Exercise objective:
Set down, please, exactly the lines below that run from the line with "positive clicks: (375, 289) (416, 242)" to the line with "box: [248, 205, 258, 225]", both lines included.

Provided material:
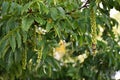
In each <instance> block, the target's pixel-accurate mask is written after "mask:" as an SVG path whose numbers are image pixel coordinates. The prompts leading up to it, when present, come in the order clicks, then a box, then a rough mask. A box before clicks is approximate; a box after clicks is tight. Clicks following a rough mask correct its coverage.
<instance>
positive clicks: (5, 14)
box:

* * *

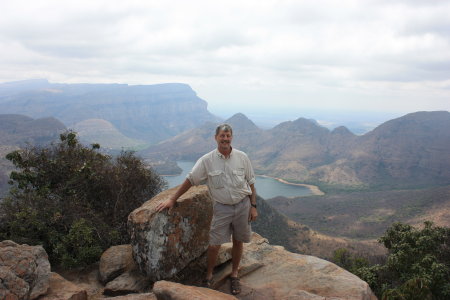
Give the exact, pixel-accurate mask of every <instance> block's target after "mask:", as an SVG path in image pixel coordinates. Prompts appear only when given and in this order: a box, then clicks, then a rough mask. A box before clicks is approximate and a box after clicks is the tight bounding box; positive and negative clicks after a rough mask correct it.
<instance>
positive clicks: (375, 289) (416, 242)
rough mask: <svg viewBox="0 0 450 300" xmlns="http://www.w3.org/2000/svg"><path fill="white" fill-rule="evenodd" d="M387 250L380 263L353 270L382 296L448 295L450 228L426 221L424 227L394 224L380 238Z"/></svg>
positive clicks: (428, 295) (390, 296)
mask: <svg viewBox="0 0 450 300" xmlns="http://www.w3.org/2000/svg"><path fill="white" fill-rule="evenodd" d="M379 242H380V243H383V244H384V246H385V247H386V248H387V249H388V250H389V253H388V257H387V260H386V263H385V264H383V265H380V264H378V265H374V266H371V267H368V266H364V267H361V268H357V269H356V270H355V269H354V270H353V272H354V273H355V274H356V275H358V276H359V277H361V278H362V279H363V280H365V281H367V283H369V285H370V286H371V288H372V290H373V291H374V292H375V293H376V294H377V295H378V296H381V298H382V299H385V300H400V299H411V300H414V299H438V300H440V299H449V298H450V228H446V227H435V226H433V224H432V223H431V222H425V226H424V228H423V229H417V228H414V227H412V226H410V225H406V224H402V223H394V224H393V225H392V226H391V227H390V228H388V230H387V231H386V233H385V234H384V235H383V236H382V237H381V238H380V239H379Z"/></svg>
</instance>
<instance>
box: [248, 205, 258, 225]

...

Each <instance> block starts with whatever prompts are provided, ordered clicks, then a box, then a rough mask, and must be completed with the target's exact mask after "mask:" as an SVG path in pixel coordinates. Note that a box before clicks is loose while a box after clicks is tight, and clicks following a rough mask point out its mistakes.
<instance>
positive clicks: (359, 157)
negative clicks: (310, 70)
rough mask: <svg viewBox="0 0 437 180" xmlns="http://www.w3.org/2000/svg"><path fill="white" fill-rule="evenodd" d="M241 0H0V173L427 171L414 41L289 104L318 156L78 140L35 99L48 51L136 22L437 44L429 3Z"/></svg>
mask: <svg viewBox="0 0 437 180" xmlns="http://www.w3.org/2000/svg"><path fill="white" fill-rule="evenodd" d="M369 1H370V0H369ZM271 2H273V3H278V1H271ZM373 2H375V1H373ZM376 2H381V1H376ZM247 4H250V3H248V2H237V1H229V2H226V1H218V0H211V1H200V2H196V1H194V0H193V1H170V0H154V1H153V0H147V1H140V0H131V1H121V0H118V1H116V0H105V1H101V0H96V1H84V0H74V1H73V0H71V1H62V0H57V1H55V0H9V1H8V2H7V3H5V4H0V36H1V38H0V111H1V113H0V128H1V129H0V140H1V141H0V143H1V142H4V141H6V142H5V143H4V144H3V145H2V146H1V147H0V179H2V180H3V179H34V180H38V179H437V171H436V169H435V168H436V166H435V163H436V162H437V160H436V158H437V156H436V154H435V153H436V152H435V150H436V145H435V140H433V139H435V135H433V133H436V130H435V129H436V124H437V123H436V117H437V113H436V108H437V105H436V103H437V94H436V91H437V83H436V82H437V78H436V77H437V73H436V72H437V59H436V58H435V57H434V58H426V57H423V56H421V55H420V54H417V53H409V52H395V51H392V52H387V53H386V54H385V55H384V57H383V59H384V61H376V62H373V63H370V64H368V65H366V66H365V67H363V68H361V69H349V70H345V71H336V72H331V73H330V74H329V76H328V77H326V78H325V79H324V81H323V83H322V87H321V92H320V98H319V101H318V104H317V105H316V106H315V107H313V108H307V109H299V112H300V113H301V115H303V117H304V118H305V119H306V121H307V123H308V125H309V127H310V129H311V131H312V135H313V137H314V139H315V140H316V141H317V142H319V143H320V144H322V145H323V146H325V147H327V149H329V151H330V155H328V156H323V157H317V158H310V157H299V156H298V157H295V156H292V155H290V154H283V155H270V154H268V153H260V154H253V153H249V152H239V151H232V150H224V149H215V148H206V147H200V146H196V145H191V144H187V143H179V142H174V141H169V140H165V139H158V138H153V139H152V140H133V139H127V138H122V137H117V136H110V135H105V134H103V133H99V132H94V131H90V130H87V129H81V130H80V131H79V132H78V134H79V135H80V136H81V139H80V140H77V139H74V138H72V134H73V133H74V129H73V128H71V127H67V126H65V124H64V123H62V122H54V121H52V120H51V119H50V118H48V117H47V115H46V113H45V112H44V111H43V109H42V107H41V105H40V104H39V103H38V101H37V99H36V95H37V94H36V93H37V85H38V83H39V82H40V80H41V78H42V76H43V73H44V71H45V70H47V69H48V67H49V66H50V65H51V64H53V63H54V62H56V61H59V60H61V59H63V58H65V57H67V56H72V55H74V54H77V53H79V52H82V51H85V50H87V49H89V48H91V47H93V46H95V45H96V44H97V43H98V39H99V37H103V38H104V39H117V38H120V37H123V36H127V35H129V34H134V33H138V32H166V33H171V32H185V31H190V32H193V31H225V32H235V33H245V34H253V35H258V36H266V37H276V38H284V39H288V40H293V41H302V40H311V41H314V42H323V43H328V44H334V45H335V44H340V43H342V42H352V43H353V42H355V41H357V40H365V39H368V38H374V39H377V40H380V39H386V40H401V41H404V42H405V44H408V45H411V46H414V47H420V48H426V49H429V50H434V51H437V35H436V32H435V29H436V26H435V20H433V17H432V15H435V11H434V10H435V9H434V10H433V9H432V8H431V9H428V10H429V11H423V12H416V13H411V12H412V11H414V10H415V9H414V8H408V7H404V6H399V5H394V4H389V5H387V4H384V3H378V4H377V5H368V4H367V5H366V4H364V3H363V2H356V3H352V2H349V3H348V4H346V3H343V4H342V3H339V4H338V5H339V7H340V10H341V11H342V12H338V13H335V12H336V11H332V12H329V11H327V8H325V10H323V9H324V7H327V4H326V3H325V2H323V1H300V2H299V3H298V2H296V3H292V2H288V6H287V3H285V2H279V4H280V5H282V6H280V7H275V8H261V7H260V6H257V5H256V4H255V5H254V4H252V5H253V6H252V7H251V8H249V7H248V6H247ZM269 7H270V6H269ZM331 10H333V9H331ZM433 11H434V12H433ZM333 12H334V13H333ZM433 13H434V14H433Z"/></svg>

Solution for this problem:
positive clicks: (375, 289) (416, 242)
rough mask: <svg viewBox="0 0 450 300" xmlns="http://www.w3.org/2000/svg"><path fill="white" fill-rule="evenodd" d="M387 250L380 263L353 270L382 296L448 295L450 228L426 221L424 227L394 224L380 238Z"/></svg>
positive clicks: (428, 295) (390, 296)
mask: <svg viewBox="0 0 450 300" xmlns="http://www.w3.org/2000/svg"><path fill="white" fill-rule="evenodd" d="M379 242H380V243H383V244H384V246H385V247H386V248H387V249H388V250H389V253H388V257H387V260H386V263H385V264H383V265H380V264H378V265H374V266H371V267H368V266H364V267H361V268H357V269H356V270H355V269H354V270H353V272H354V273H355V274H356V275H358V276H359V277H361V278H362V279H363V280H365V281H367V283H369V285H370V286H371V288H372V290H373V291H374V292H375V293H376V294H377V295H378V296H381V298H382V299H385V300H400V299H411V300H414V299H438V300H440V299H449V298H450V228H446V227H435V226H433V224H432V223H431V222H425V226H424V228H423V229H417V228H414V227H412V226H410V225H406V224H402V223H394V224H393V225H392V226H391V227H390V228H388V230H387V231H386V233H385V234H384V235H383V236H382V237H381V238H380V239H379Z"/></svg>
</instance>
<instance>
box: [248, 205, 258, 225]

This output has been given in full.